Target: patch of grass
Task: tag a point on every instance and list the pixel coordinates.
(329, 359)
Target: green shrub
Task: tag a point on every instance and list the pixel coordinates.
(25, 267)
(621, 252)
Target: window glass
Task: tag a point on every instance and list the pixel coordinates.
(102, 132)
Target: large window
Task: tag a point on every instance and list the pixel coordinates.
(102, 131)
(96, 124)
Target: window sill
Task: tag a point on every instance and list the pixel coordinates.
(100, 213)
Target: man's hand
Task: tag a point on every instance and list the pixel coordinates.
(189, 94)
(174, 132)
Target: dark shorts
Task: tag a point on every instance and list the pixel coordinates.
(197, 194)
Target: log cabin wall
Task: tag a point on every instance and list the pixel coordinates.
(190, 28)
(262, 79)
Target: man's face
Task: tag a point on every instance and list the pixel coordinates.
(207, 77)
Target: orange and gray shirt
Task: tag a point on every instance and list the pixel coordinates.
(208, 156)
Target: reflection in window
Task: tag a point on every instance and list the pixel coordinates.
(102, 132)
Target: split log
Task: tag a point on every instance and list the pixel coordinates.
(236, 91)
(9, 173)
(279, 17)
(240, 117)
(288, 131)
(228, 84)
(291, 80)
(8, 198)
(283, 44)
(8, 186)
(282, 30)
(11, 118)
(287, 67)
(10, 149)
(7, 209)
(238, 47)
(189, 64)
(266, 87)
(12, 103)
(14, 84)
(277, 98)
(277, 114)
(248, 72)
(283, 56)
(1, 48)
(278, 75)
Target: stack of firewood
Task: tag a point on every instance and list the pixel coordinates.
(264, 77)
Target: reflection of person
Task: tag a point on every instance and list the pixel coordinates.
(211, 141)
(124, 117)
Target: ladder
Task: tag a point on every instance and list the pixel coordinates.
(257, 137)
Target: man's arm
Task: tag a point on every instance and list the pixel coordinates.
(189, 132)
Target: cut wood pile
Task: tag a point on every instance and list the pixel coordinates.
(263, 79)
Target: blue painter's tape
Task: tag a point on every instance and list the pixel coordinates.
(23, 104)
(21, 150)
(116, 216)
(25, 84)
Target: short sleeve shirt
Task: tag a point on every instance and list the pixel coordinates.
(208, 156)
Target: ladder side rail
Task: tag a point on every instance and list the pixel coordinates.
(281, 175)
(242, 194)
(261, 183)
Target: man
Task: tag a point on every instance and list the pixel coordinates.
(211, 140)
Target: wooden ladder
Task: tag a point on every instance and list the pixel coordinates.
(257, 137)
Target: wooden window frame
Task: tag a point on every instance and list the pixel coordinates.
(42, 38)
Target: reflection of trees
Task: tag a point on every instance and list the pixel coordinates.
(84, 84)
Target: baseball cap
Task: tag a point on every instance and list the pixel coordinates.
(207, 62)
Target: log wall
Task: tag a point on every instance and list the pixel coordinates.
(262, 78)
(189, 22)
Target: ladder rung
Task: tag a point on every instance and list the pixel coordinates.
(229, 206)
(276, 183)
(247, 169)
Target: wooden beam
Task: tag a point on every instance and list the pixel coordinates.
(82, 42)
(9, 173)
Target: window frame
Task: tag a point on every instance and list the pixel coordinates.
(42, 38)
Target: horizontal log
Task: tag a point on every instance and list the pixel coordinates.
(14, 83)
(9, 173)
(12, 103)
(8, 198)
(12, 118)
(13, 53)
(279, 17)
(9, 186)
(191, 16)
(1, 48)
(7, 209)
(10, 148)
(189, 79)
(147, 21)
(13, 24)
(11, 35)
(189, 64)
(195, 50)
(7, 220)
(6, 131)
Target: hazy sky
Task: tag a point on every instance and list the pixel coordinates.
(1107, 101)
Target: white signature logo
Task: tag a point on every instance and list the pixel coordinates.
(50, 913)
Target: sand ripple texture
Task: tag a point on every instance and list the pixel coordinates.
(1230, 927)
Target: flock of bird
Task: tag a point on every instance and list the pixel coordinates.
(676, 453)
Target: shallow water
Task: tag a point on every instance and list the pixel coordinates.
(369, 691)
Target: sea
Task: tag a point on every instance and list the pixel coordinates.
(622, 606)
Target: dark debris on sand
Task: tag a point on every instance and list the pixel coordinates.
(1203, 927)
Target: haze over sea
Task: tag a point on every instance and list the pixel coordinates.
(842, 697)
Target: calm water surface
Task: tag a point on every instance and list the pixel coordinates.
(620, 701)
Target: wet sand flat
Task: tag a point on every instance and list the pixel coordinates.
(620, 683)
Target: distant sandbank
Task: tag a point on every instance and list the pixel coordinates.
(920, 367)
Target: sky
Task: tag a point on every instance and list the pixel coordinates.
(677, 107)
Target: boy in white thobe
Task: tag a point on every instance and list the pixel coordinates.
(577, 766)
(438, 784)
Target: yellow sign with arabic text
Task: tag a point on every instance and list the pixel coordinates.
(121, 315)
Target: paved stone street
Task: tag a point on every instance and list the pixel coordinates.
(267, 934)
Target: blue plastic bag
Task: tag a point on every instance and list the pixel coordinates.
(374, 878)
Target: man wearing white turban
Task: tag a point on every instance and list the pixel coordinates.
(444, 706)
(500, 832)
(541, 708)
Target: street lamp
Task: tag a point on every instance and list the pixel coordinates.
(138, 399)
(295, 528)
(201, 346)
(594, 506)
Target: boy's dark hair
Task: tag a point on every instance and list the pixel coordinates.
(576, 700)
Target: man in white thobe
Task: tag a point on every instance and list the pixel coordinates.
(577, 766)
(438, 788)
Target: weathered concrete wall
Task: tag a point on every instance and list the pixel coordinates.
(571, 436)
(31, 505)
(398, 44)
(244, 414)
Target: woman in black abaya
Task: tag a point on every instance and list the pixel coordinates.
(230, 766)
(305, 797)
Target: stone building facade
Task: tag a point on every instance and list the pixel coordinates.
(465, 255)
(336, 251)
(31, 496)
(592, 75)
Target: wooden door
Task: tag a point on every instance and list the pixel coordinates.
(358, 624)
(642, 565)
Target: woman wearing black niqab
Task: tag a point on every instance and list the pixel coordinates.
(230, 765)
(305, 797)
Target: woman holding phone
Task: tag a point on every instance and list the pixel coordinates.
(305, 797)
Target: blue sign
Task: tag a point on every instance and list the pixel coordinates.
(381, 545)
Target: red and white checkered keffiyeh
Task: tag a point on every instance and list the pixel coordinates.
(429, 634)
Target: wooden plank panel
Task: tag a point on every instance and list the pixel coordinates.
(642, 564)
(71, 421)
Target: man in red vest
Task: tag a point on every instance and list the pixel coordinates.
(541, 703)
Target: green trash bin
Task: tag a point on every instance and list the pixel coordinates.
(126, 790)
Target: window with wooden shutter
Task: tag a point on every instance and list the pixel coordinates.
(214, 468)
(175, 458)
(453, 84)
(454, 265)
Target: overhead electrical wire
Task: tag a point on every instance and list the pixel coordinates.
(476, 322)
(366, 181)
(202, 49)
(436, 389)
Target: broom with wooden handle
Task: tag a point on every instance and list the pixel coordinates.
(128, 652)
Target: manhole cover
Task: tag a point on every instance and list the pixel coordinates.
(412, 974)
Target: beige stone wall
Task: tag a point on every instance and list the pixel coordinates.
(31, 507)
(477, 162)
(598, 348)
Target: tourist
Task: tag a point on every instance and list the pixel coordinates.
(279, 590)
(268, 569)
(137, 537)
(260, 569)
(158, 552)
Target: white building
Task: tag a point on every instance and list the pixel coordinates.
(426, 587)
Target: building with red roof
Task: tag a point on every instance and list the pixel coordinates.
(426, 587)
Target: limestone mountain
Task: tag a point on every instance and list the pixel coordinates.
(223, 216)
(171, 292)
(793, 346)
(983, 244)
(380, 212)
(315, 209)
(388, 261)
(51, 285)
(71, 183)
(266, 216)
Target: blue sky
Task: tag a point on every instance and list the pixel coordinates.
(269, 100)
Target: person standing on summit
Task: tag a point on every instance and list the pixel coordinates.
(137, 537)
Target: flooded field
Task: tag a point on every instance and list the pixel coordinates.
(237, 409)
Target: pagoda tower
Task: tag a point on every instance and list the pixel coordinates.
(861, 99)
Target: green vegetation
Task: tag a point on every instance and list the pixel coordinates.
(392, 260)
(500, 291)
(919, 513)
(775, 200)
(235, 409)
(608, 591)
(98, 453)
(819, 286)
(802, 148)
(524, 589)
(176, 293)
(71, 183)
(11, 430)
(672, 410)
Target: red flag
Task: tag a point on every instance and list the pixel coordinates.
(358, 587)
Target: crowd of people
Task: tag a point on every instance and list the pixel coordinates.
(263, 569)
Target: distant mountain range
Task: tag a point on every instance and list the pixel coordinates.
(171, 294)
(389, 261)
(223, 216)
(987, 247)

Challenge:
Repeat the line containing "Target: overhead electrical wire" and all subsequent lines through the final line of the data, exactly and with no others.

Exercise result:
Target: overhead electrical wire
Task: tag a point on every instance and list the pixel coordinates.
(476, 322)
(366, 181)
(202, 49)
(436, 389)
Target: broom with wooden handle
Task: tag a point on every instance and list the pixel coordinates.
(128, 652)
Target: manhole cover
Task: tag a point on every instance and list the pixel coordinates.
(412, 974)
Target: beige stone wall
Task: tag a point on every instance and list the pixel coordinates.
(31, 507)
(477, 162)
(598, 348)
Target: tourist
Task: tag a point on every instance and list the pixel coordinates.
(279, 590)
(268, 569)
(137, 537)
(260, 569)
(158, 552)
Target: white building
Task: tag a point on every instance and list the pixel coordinates.
(426, 587)
Target: building with red roof
Task: tag a point on every instance and list the pixel coordinates.
(426, 587)
Target: limestone mountain
Task: tag a point on every instance and list the pixel coordinates.
(223, 216)
(171, 292)
(793, 346)
(983, 244)
(380, 212)
(315, 209)
(388, 261)
(51, 285)
(71, 183)
(266, 216)
Target: blue sky
Task: tag a point on every instance and list the pixel coordinates.
(269, 100)
Target: person standing on summit
Task: tag a point on every instance and list the pixel coordinates.
(137, 537)
Target: flooded field
Task: tag a point on every instance and list the pixel coordinates.
(237, 409)
Target: pagoda tower
Task: tag a point on every instance and list the pixel coordinates.
(861, 99)
Target: green vegetation
Task: tag a point on every instance and list the pixel coordinates.
(392, 260)
(500, 291)
(919, 513)
(775, 200)
(235, 409)
(608, 591)
(98, 453)
(819, 286)
(802, 148)
(524, 589)
(176, 293)
(71, 183)
(11, 430)
(672, 410)
Target: red flag
Task: tag a point on every instance and list the pixel coordinates.
(358, 587)
Target: crowd of people
Task: tag a point on every instance and list the pixel coordinates.
(263, 569)
Target: distant mountain range
Task: tag a point on every instance and list the pixel coordinates.
(171, 294)
(389, 261)
(223, 216)
(987, 247)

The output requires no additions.